- _Action item_
Print the lines below starting at the line that contains "Each <instance> block" and ending at the line that contains "positive clicks: (200, 228)", without changing anything in them.

- _Supplied data_

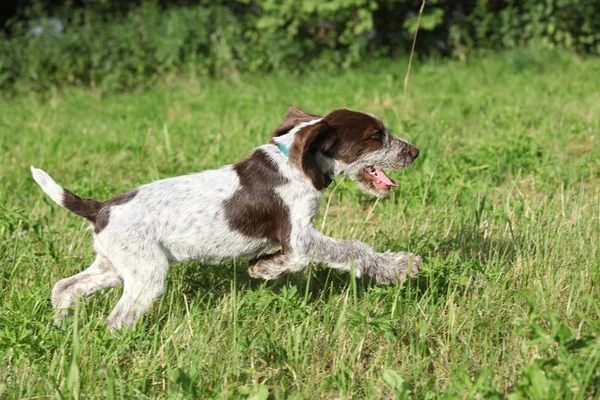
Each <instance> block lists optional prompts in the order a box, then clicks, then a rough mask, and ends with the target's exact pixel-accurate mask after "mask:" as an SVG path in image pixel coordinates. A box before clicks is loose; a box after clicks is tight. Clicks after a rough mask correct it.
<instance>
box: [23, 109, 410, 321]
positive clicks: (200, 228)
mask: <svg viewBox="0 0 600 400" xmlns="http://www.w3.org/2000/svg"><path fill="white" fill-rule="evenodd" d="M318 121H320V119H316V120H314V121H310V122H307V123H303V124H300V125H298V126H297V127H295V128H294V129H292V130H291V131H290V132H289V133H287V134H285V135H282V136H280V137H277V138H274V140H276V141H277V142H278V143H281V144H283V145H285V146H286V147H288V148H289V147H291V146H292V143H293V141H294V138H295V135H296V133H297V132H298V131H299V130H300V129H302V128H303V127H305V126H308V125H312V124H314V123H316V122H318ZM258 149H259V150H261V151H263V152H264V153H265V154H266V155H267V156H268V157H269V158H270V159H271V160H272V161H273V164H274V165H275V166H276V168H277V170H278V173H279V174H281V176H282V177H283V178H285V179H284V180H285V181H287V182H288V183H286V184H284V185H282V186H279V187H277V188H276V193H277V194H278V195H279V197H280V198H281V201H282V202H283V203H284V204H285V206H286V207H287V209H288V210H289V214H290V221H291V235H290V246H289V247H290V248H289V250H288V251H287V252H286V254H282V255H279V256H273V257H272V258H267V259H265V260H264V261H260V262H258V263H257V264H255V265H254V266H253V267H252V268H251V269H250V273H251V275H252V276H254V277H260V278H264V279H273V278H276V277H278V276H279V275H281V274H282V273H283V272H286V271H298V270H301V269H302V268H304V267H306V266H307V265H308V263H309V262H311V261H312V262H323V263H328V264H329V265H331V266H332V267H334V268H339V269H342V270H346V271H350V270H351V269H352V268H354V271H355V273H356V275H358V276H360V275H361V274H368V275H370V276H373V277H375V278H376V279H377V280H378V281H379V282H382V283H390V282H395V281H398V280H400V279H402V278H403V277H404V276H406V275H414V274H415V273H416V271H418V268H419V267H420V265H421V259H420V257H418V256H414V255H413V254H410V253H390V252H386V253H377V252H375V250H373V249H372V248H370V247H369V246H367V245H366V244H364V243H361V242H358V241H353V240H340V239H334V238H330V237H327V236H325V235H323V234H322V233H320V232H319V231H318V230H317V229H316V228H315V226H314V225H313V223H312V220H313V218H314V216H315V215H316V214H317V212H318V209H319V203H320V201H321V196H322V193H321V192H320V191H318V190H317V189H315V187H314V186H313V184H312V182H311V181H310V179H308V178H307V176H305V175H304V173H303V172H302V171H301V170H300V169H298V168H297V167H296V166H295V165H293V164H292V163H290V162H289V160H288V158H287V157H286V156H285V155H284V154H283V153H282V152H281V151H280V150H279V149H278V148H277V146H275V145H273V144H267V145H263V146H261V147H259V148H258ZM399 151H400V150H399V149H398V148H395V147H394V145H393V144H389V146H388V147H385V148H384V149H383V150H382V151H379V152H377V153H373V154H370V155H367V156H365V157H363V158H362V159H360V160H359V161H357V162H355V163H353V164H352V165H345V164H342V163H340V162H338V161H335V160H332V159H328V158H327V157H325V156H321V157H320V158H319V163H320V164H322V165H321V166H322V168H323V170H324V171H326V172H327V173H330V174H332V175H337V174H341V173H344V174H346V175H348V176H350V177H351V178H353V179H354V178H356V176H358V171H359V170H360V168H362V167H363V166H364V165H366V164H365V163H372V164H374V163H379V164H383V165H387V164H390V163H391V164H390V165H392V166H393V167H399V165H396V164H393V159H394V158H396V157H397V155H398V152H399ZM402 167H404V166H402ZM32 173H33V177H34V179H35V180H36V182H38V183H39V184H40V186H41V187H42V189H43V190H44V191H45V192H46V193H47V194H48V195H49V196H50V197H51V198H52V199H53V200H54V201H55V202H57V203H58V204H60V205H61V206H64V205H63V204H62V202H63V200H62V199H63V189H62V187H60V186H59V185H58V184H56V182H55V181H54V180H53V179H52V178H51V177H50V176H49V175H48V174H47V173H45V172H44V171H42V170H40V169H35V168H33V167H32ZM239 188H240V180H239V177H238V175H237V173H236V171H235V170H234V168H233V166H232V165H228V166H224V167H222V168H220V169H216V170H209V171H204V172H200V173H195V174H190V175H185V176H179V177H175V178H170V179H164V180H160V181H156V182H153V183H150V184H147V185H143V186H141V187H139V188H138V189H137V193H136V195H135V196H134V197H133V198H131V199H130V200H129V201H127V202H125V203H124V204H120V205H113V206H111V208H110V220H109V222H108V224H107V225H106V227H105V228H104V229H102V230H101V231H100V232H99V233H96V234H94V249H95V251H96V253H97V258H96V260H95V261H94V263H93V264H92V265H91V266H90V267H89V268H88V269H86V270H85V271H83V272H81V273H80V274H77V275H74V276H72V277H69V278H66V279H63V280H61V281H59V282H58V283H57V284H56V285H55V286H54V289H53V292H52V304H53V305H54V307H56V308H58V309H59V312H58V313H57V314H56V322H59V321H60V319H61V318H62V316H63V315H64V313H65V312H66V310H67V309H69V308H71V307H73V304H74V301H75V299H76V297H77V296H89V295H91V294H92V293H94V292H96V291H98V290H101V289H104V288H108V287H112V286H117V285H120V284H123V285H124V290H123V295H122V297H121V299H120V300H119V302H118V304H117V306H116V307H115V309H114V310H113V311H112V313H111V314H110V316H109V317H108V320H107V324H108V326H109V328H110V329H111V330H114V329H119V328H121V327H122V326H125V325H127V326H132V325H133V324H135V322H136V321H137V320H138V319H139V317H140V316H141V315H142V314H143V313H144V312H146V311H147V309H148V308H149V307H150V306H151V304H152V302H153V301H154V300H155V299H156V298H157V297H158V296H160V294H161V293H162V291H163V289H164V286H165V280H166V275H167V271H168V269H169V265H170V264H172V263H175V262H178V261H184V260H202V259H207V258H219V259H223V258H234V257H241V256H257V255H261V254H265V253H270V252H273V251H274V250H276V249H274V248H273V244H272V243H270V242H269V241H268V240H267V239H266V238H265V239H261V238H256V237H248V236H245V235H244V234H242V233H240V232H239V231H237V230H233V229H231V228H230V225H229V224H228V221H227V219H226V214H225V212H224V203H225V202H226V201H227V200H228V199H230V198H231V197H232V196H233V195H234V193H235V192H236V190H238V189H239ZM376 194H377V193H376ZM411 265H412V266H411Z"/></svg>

==

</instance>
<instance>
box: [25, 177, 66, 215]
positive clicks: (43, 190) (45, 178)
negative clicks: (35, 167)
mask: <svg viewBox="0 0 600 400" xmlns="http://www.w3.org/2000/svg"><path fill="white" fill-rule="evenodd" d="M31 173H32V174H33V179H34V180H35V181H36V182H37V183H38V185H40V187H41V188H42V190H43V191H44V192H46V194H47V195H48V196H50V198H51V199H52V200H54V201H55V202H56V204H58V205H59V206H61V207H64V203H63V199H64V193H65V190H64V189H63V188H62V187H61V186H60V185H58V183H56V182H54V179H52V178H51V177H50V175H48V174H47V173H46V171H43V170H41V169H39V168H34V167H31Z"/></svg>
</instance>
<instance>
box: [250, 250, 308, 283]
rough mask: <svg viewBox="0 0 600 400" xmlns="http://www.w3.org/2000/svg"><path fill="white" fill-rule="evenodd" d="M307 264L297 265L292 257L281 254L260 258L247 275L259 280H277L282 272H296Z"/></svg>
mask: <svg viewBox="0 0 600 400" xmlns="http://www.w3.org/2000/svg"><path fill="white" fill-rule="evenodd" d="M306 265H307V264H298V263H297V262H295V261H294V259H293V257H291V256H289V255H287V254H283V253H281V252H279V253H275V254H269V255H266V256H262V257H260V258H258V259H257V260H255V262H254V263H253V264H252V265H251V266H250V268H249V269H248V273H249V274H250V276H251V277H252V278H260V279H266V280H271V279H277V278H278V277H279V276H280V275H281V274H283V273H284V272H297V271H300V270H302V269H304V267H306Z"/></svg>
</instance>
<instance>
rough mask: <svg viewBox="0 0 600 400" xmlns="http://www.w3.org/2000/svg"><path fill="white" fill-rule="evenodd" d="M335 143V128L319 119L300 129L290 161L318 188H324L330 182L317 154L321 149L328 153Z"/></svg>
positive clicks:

==

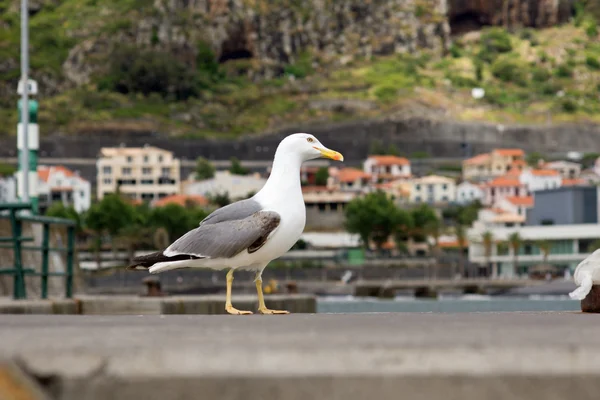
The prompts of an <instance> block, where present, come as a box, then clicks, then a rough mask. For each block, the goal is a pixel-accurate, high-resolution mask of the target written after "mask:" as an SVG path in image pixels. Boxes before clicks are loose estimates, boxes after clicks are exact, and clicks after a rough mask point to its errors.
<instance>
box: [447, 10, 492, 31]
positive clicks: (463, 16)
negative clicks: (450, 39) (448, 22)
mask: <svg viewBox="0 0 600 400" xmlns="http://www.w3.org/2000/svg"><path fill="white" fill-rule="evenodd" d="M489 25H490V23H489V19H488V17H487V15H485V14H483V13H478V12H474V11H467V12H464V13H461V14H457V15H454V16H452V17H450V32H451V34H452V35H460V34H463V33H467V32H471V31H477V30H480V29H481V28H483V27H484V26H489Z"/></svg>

- _Output for this task_
Each <instance> block lists optional prompts in the order a box, then clicks, then a rough mask, and ends with the target's exact pixel-accurate mask after "mask:" as an SVG path in image pixel coordinates. A box before clicks is loose; a box after clicks is tight. Clicks after a rough mask correct it.
<instance>
box: [23, 109, 410, 321]
positive clicks: (200, 228)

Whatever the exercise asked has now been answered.